Exercise description: Can you reproduce every line of the records below, requests included, with each point coordinate shifted by -13 and the pictures left out?

Source data:
----

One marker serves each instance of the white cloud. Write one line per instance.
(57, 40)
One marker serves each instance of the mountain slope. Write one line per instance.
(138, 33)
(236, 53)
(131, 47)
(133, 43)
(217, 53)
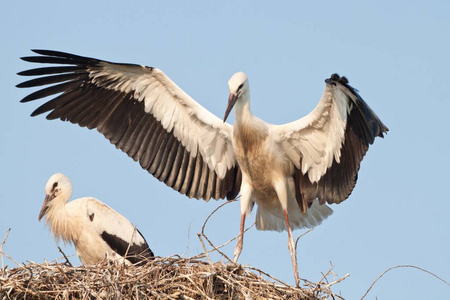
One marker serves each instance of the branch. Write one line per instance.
(402, 266)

----

Response to the task:
One marker serves each instance of the white cloud. Write one line per instance.
(44, 27)
One marker serves each instance of the mountain slope. Write one line per instance.
(125, 20)
(223, 40)
(118, 34)
(120, 30)
(204, 40)
One marker serves each instance of the branch. Write one line per instance.
(389, 253)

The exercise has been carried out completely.